What you have to do >>
Word for word, set down the full listing below.

==*==

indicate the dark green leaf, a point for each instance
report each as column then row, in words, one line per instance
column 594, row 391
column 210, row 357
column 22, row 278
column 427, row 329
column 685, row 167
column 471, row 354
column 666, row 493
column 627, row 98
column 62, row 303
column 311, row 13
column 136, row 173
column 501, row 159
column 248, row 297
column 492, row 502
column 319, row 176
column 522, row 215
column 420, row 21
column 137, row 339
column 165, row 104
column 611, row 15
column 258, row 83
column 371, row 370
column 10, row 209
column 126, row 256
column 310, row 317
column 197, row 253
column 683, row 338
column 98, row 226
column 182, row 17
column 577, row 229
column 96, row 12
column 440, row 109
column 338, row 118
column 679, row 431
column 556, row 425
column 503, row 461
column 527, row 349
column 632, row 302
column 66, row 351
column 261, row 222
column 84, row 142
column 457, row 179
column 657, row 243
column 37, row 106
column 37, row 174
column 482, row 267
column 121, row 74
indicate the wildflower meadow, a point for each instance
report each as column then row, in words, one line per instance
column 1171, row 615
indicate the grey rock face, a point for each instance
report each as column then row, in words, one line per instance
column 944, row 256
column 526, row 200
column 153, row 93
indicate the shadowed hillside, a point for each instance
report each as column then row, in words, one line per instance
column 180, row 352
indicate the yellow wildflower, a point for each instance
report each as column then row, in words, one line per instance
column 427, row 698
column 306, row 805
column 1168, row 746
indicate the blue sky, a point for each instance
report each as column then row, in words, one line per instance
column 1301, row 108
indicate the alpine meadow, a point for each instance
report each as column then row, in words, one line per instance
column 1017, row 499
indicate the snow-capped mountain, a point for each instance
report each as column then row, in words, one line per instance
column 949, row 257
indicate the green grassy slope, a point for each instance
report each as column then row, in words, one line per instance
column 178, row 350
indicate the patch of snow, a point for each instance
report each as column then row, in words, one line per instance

==*==

Task result >>
indicate the dark green leaf, a point for each instance
report each as column then row, in words, one line per instance
column 594, row 391
column 210, row 357
column 22, row 278
column 427, row 329
column 685, row 167
column 471, row 354
column 666, row 493
column 627, row 98
column 62, row 303
column 311, row 13
column 136, row 173
column 501, row 159
column 248, row 297
column 492, row 502
column 319, row 176
column 522, row 215
column 420, row 21
column 137, row 339
column 165, row 104
column 611, row 15
column 258, row 83
column 371, row 370
column 10, row 209
column 126, row 256
column 310, row 317
column 197, row 253
column 683, row 338
column 98, row 226
column 182, row 17
column 577, row 229
column 96, row 12
column 440, row 109
column 338, row 118
column 679, row 431
column 556, row 425
column 503, row 461
column 527, row 349
column 632, row 302
column 66, row 351
column 261, row 222
column 84, row 142
column 457, row 179
column 657, row 243
column 37, row 106
column 37, row 174
column 482, row 267
column 121, row 74
indicate the wildflower meadow, a point for each instance
report each as column then row, in words, one line per instance
column 1171, row 615
indicate the grey rock face, a point for each instance
report each as column then row, in words, one line per instance
column 944, row 256
column 526, row 200
column 153, row 93
indicate the shadowed hillside, a point for each instance
report each as column then row, in words, one line per instance
column 180, row 352
indicate the yellow wildflower, a point for each instance
report each as column then row, in words, one line per instance
column 427, row 698
column 306, row 805
column 1168, row 746
indicate the blue sky, a point for each instance
report each as column then row, in words, one line per instance
column 1301, row 108
indicate the alpine meadow, a point for each instance
report each as column then row, in words, one line per instance
column 1017, row 499
indicate the snow-capped mountain, a point for each instance
report each as column then row, in words, one line per instance
column 949, row 257
indicate the green grassy slope, a point for each instance
report each as column then row, in words, one line per instance
column 178, row 350
indicate the patch of snow, a point for each instance
report each as column then row, in words, one line per instance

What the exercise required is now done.